## Job
Copy only what runs from the line containing "Tag the tree" through the end of the material below, line for line, with both ends included.

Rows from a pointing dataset
□ □ □

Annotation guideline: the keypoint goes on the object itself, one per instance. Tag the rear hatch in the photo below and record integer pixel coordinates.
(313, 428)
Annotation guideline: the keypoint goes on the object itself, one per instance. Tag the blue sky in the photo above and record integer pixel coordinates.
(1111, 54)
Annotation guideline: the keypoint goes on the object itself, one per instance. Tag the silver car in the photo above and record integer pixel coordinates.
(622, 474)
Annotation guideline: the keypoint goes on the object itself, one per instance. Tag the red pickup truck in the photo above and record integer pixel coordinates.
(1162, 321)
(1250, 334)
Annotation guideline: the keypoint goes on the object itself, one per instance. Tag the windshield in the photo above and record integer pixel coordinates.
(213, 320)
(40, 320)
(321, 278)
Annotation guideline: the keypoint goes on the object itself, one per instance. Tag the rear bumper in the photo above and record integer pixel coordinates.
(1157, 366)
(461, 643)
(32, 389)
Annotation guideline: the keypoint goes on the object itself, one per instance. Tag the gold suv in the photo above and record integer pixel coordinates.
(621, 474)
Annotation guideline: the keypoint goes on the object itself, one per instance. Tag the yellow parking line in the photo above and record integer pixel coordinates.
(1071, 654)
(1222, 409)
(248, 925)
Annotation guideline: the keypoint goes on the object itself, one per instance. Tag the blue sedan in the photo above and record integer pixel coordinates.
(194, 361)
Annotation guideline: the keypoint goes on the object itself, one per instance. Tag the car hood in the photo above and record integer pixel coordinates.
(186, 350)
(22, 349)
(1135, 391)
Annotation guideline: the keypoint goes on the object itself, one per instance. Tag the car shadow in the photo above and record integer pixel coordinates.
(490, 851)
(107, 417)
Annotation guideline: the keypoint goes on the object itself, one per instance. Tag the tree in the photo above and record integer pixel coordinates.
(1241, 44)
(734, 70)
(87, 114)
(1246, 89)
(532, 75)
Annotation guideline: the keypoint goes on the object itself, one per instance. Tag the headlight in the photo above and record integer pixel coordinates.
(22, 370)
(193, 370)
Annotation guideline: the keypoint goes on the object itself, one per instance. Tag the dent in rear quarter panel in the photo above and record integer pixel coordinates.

□ □ □

## Result of the exercise
Annotation guideline: the keypoint goes on the object itself, one per instance. Tag the tree in the photo above and record integer pixel coordinates.
(1241, 44)
(734, 70)
(87, 114)
(1246, 89)
(532, 75)
Annotation guideline: the keypoint goes on the object itself, one per instance. Tag the headlight in the photo above and record integer pixel coordinates.
(22, 370)
(193, 370)
Annotation guideline: the keypoint goes on the object itself, one per instance. Tag the dent in rear quarter panel in the photo above and record integer pixel coordinates.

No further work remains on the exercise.